**Task description:**
Count how many lines in the items below contain the word "control", and reply with only that number.

**Records for the task:**
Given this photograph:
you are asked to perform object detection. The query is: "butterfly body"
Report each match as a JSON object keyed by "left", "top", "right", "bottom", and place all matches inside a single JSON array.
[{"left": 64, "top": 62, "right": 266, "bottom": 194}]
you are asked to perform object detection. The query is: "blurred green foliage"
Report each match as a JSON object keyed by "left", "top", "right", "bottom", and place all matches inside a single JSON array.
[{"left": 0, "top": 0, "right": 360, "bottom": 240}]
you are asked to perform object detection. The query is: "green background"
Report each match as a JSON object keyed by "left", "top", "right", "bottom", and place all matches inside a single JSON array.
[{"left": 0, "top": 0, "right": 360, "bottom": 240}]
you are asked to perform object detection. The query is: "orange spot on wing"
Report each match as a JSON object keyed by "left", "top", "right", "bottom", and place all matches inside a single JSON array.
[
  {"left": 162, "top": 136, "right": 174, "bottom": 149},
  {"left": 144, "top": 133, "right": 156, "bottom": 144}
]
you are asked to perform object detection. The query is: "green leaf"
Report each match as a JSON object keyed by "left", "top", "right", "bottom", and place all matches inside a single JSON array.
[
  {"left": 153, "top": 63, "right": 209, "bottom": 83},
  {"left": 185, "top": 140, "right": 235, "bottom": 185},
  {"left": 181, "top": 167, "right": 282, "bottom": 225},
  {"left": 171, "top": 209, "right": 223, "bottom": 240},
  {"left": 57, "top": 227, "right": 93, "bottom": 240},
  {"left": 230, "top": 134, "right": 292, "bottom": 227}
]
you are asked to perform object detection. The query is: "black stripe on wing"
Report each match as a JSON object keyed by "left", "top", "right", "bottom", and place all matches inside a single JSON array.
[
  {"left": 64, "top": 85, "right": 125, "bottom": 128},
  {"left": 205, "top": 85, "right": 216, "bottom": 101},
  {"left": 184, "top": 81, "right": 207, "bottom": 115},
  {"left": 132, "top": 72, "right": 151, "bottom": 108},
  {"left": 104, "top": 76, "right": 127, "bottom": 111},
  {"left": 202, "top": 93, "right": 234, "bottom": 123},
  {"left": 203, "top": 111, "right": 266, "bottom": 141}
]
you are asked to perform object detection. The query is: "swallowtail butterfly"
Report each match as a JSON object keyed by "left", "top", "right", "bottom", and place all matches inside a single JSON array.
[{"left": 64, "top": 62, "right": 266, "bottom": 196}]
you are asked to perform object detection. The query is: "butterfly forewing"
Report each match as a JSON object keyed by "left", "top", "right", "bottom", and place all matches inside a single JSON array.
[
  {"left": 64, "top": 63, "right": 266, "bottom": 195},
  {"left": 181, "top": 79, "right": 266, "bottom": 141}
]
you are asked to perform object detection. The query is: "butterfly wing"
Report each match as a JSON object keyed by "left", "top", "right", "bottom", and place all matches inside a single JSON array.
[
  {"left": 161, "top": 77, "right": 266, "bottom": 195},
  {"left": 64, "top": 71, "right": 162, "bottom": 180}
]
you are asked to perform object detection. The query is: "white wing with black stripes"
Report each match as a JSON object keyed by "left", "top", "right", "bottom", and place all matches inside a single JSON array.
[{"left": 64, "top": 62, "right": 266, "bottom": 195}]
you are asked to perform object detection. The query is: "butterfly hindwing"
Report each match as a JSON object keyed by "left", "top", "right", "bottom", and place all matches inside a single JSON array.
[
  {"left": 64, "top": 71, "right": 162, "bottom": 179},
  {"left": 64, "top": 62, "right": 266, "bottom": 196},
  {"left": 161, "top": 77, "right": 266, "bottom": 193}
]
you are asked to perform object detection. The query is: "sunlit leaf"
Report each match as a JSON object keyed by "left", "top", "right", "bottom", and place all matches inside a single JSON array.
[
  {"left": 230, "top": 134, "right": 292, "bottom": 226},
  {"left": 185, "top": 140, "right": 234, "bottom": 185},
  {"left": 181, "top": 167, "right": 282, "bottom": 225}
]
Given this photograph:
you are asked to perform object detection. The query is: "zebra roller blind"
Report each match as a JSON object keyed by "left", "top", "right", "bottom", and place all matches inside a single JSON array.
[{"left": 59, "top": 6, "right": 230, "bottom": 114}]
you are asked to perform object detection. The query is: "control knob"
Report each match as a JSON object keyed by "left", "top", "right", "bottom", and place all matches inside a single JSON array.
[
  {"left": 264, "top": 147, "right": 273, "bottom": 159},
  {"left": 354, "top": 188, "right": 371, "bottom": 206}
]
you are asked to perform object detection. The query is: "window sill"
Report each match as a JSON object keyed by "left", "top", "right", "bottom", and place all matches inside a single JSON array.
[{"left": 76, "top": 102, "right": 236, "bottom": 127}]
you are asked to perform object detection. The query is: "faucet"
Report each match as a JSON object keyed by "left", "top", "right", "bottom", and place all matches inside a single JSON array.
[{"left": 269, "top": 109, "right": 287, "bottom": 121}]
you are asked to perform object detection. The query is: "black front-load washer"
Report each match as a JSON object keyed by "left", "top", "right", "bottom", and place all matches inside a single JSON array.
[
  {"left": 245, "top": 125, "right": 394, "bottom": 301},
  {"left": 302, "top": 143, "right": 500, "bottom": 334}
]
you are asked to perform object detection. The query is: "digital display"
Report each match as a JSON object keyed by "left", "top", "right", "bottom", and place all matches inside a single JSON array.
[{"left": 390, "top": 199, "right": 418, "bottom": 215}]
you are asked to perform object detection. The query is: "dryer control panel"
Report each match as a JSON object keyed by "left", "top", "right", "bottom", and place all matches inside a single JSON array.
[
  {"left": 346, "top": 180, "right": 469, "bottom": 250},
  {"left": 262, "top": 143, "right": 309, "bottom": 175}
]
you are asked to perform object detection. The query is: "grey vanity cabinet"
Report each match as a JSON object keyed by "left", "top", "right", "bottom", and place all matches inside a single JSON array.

**Finished answer:**
2